◆ Material to process
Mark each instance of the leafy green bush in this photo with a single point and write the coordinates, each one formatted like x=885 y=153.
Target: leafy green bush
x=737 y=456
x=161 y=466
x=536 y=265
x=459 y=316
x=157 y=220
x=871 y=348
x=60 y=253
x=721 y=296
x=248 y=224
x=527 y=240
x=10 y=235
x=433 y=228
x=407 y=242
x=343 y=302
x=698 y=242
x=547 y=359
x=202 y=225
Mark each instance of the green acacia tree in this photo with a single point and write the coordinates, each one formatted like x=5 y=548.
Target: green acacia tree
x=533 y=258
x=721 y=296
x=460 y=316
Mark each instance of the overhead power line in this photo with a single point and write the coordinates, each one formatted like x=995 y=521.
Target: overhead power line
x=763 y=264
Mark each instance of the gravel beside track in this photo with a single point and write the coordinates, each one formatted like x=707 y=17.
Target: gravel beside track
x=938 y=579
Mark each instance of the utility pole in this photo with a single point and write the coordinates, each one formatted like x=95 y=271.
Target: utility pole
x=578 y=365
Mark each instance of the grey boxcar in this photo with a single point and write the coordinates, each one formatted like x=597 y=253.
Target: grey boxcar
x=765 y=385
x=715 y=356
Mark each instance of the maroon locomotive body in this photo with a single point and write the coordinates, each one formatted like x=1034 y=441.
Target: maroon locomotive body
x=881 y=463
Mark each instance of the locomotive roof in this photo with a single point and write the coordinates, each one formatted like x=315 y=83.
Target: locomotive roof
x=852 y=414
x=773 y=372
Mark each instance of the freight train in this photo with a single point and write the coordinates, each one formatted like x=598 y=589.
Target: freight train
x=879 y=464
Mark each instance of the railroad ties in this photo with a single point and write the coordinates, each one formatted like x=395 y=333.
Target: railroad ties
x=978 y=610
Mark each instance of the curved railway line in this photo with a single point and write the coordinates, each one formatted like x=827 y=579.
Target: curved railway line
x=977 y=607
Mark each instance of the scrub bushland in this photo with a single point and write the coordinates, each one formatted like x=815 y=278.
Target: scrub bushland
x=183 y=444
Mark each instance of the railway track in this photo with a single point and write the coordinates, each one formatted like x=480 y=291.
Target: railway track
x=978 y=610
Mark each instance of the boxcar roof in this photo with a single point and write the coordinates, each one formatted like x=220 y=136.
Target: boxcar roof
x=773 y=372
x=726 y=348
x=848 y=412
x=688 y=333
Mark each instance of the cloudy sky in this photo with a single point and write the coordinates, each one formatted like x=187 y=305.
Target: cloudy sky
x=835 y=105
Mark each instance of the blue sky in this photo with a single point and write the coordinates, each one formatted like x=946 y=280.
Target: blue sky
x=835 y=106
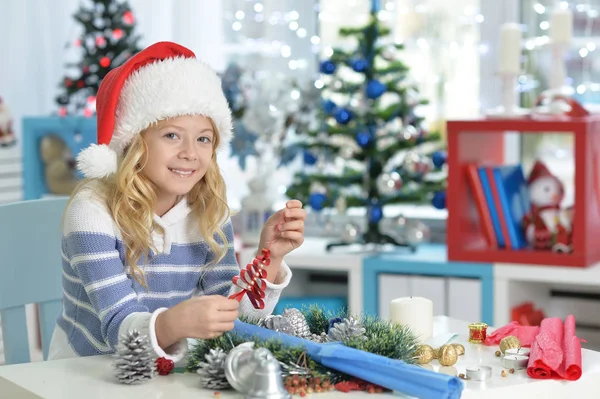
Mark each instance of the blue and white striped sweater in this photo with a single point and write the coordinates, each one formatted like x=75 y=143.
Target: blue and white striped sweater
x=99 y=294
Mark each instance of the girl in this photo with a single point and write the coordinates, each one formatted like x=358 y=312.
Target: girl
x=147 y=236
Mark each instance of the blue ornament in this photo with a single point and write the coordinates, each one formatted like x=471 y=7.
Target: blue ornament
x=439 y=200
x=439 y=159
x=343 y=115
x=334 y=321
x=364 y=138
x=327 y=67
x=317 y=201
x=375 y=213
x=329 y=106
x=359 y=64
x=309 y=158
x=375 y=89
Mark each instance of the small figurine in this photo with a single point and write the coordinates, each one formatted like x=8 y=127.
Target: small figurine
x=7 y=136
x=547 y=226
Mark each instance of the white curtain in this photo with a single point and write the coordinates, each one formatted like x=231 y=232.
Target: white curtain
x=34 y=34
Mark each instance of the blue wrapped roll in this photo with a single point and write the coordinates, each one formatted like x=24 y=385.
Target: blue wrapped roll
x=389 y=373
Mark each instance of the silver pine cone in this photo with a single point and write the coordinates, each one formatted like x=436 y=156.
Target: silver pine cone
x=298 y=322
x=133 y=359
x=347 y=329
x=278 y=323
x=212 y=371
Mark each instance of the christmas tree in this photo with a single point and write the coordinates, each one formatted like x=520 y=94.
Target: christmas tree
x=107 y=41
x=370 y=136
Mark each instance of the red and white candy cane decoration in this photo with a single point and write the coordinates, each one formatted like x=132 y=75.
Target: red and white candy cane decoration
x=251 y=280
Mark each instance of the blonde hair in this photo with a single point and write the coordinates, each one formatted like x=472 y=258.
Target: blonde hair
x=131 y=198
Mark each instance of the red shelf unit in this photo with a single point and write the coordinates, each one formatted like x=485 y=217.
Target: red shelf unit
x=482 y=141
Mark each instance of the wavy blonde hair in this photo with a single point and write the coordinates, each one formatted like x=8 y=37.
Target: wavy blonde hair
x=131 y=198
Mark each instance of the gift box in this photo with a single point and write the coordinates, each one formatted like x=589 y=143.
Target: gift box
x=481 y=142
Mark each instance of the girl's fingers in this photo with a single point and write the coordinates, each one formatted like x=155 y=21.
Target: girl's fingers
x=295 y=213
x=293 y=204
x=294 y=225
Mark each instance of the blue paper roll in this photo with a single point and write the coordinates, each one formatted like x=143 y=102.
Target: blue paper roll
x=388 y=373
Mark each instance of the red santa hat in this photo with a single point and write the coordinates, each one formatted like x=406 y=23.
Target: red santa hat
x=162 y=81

==

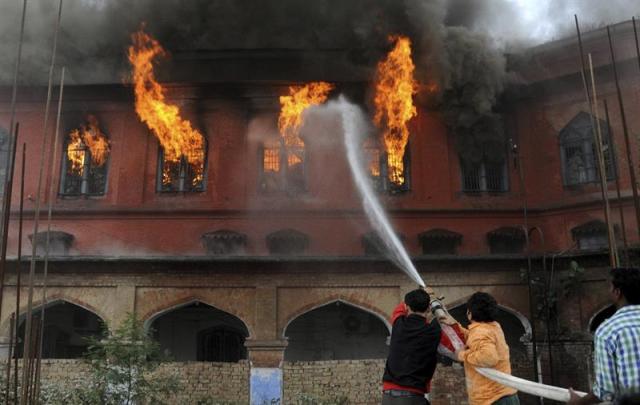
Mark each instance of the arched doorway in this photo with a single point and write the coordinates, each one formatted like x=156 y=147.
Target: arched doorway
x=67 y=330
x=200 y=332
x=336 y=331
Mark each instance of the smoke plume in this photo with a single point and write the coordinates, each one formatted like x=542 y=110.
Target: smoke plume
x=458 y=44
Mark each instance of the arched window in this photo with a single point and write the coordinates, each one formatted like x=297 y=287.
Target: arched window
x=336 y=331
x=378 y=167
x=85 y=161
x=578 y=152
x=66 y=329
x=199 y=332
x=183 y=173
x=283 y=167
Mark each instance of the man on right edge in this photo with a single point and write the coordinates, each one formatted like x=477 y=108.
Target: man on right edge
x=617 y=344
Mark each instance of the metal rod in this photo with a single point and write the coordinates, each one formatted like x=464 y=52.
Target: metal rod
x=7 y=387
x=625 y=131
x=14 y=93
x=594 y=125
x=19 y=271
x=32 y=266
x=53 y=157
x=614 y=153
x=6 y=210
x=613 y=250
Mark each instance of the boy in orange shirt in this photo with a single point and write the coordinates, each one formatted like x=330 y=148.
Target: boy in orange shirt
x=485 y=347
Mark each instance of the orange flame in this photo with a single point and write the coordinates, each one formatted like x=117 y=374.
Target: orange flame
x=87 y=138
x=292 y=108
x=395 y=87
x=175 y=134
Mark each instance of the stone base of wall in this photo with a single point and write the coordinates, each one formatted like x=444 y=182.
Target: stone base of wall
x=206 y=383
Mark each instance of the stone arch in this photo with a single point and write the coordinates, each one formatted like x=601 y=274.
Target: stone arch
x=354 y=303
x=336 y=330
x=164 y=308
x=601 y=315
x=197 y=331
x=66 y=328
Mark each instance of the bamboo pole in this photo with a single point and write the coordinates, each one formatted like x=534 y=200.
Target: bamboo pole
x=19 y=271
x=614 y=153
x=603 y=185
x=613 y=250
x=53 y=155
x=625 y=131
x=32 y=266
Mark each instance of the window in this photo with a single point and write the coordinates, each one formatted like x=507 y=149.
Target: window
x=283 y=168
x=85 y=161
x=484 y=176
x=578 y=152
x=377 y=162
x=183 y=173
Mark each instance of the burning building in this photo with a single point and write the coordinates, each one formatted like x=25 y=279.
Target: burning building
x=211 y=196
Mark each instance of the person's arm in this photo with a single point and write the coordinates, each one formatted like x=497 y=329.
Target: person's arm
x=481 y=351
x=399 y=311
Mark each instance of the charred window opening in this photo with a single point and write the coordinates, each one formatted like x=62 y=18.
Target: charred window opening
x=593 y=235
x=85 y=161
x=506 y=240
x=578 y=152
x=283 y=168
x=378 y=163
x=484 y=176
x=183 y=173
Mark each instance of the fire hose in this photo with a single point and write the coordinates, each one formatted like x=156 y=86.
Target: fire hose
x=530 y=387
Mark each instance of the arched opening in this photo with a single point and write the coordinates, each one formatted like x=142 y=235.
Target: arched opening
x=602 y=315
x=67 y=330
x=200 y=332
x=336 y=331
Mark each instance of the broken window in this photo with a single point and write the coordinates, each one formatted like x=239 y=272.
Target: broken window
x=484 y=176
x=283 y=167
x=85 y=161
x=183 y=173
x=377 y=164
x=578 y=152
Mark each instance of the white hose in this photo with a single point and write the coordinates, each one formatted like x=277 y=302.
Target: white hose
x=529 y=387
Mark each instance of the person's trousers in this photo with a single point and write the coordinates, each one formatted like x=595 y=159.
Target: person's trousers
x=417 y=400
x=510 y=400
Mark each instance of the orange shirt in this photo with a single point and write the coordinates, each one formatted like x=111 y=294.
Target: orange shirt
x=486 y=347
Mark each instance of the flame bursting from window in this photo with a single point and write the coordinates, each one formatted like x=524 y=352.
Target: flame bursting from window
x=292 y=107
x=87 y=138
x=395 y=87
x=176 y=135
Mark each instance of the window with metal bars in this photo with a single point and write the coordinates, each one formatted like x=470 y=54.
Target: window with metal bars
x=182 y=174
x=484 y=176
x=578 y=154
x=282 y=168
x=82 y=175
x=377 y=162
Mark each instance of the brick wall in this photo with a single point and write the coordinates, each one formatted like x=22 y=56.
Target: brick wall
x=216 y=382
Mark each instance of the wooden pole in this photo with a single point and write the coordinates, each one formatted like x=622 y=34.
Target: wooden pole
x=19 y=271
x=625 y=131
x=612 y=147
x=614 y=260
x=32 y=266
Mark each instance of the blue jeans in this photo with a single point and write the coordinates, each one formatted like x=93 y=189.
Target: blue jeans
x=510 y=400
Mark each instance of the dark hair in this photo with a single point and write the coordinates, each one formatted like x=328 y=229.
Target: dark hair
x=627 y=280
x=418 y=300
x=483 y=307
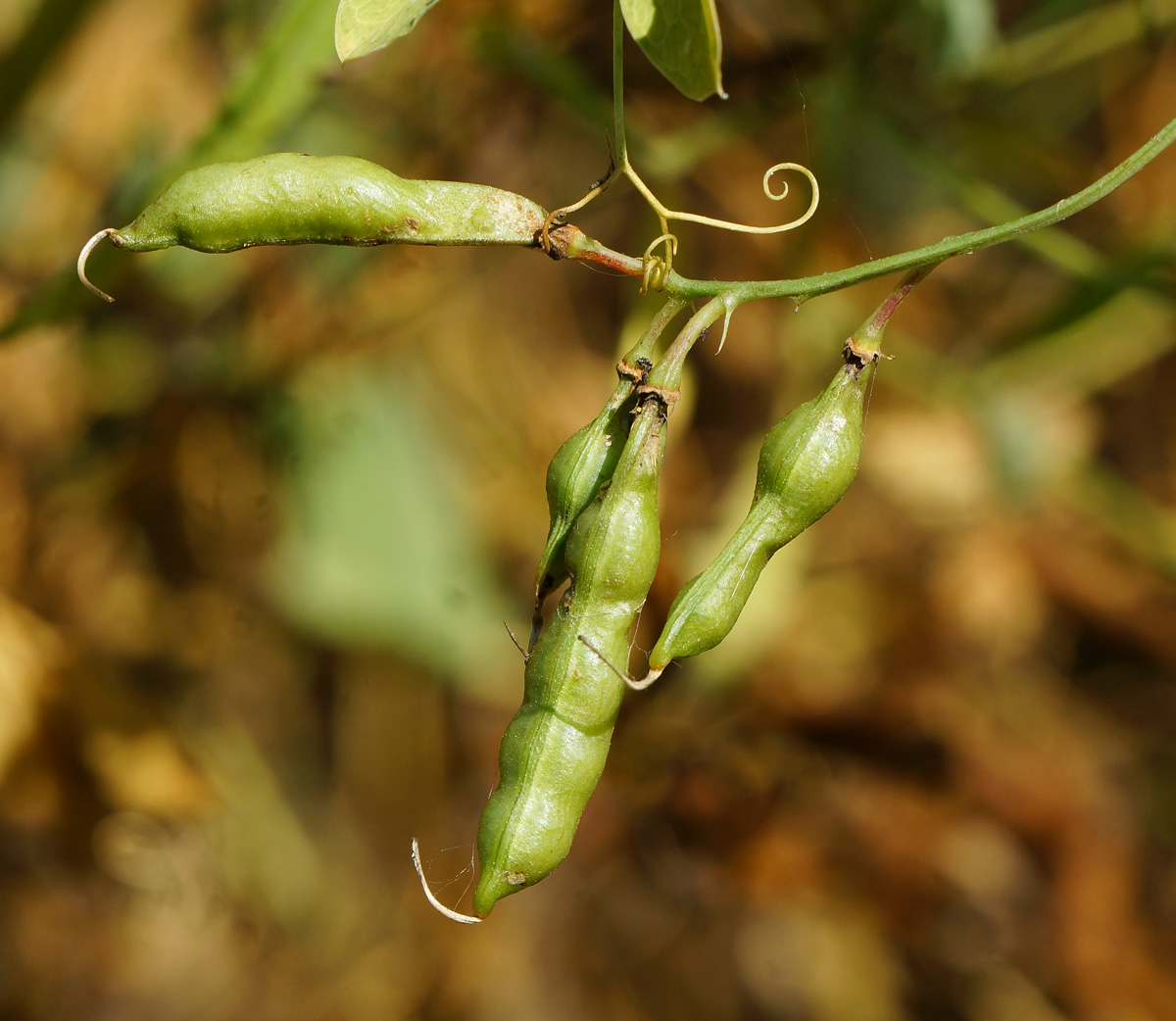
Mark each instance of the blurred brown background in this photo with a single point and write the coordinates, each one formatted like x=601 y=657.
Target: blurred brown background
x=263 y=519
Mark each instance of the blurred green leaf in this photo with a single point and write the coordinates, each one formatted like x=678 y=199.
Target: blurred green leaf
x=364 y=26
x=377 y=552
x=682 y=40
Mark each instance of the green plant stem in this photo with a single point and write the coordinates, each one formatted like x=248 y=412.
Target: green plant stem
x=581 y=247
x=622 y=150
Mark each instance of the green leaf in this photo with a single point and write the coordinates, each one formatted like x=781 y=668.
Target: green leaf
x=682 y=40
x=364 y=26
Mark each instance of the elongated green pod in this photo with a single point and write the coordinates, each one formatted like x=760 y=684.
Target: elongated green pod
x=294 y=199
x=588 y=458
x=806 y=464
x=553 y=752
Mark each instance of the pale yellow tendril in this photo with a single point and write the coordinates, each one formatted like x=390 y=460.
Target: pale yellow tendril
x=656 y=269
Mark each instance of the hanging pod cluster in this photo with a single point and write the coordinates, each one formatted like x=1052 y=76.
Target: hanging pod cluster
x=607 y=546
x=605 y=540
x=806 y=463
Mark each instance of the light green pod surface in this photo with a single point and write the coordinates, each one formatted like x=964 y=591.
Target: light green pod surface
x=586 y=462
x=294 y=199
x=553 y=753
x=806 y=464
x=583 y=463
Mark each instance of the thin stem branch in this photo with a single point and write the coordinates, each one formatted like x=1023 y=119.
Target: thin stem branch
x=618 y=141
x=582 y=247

◆ Set problem
Copy out the entries between the line holding "Mark each instance of the white hose" and the line holding "x=486 y=347", inclusive, reproducing each line without any change.

◆ In response
Mark each instance of the white hose in this photo with a single point and write the coordinates, each one formatted like x=277 y=302.
Target: white hose
x=529 y=387
Mark each instance of the person's trousers in this photo with a single point and write the coordinates, each one formatted like x=595 y=159.
Target: person's trousers
x=417 y=400
x=510 y=400
Mark each instance of the orange shirt in this photo with a single point and write the coordinates, each one formatted like x=111 y=294.
Target: orange shirt
x=486 y=347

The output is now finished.